## INSTRUCTIONS FOR THE TASK
Among the lines of data below, reproduce only those from the one with "Can you see the man" through the one with "Can you see the wrist", exactly as they stand, both ends included.

## SOURCE MATERIAL
--- START ---

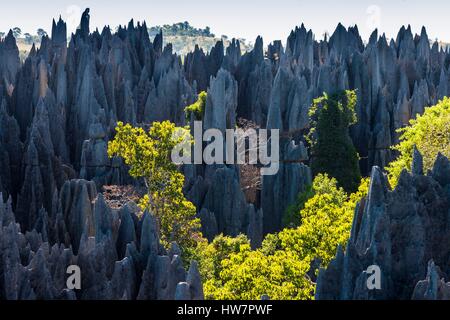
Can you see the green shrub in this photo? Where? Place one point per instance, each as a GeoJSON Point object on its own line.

--- END ---
--- START ---

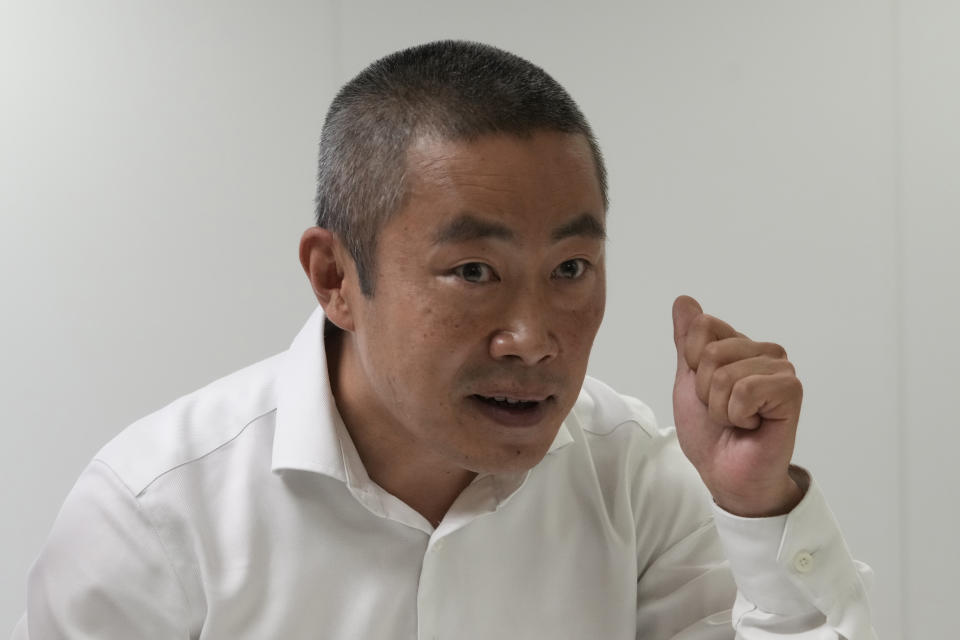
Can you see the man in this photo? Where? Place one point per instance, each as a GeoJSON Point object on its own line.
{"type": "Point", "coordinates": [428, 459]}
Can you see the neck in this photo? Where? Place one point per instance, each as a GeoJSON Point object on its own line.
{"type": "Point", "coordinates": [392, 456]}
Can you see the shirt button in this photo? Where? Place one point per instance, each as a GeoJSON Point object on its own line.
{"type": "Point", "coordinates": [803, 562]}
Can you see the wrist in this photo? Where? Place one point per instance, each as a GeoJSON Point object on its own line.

--- END ---
--- START ---

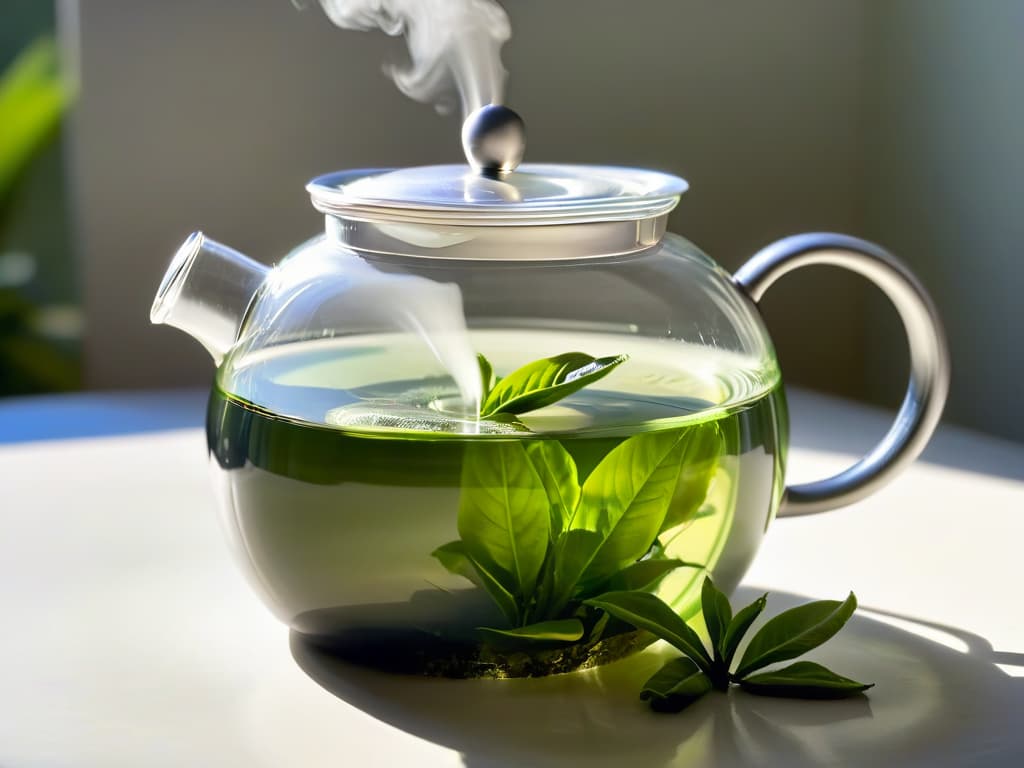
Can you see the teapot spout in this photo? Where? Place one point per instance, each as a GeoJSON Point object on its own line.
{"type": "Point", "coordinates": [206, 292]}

--- END ---

## RESULT
Can you see the man in this photo? Where? Place one point per instance, each as a GeoJSON Point object on its own line.
{"type": "Point", "coordinates": [428, 459]}
Can you see the neck in this photo? Where? Place one point per instance, each as a GeoJSON Point object on its own line.
{"type": "Point", "coordinates": [392, 456]}
Can you see the shirt button in this photo? Where? Place one point per instance, each as a GeoJSON Point object on its own line.
{"type": "Point", "coordinates": [803, 562]}
Can you see the wrist in this photo? Where? Place one point per instance, each as a GeoJSON Point object on its own line.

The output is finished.